• **The problem**:
What lines below include the word "background"? Copy each one.

• **Information provided**:

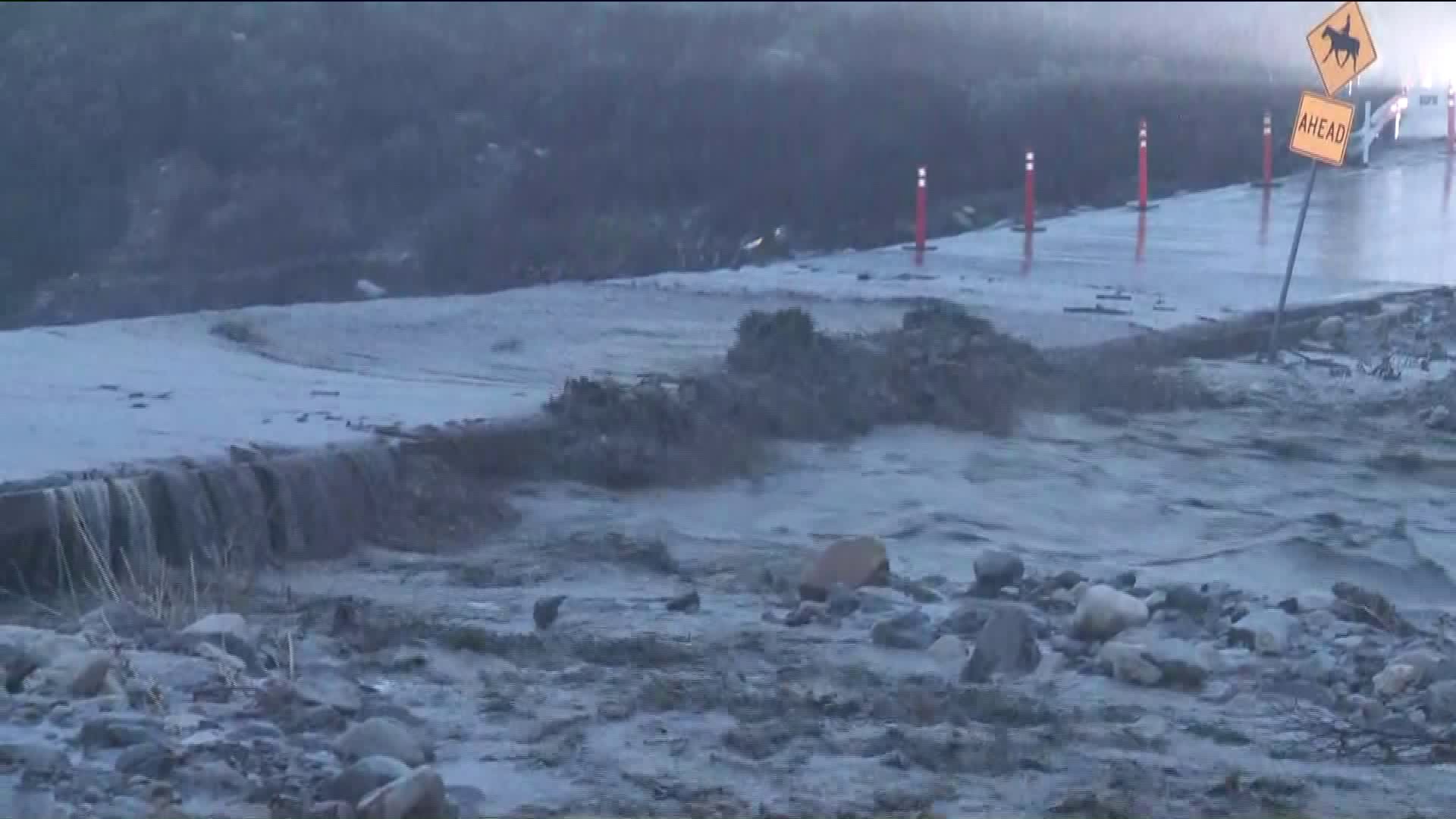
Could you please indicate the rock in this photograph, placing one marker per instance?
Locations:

* * *

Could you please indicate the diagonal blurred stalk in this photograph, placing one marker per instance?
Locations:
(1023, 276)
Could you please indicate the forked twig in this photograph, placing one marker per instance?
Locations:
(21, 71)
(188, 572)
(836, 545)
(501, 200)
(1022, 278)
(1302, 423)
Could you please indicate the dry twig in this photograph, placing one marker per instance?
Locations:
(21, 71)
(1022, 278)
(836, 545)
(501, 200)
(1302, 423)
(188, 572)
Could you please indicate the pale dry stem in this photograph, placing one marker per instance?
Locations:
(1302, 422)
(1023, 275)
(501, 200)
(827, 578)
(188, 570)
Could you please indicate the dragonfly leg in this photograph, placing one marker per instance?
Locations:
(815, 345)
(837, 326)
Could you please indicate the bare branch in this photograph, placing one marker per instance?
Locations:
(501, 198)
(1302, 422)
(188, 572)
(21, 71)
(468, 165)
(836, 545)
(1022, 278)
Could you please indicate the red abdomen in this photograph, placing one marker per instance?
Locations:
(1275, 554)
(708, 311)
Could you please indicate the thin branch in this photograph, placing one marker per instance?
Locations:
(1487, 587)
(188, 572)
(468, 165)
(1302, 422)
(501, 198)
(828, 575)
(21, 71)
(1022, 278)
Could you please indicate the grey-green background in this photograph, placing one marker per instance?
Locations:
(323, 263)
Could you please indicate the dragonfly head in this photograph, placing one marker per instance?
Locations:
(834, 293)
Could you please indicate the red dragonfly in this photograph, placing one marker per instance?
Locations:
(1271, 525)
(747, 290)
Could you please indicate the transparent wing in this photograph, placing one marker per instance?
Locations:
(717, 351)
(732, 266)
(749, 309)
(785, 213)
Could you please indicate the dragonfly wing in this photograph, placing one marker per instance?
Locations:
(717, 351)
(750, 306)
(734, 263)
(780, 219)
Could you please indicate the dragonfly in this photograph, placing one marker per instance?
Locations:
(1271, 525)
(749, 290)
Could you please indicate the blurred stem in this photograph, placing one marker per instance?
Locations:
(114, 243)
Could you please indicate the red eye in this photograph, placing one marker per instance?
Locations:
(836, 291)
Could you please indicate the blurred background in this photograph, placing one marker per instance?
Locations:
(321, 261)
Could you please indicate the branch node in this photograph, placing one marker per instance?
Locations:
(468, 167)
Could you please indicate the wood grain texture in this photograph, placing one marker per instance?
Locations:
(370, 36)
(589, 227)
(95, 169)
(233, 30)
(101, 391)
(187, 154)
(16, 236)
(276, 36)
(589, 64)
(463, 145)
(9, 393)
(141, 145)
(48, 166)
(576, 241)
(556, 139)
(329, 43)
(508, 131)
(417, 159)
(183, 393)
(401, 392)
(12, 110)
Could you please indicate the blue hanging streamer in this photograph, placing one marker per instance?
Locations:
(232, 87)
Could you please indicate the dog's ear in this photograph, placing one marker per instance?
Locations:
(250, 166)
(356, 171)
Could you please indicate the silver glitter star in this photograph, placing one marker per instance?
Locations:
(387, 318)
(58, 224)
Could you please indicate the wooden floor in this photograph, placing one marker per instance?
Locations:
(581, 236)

• **Solved exercise**:
Could you please indicate the grey-green background in this photograph, placing one marker per instance?
Could you please indicate the blurred background in this photograph, placing one marker per instance?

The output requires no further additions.